# WHAT TO PRODUCE
Which lines of the data include the string "target"? List them all.

# GIVEN INFORMATION
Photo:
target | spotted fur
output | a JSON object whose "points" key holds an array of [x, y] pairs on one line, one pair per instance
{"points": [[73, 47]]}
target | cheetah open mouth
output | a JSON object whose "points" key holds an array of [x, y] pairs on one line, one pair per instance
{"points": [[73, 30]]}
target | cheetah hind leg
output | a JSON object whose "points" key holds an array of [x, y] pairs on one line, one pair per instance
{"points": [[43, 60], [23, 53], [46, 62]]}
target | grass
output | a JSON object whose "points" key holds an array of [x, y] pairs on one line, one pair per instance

# OUTPUT FOR THIS TASK
target | spotted fur
target | cheetah open mouth
target | cheetah hind leg
target | grass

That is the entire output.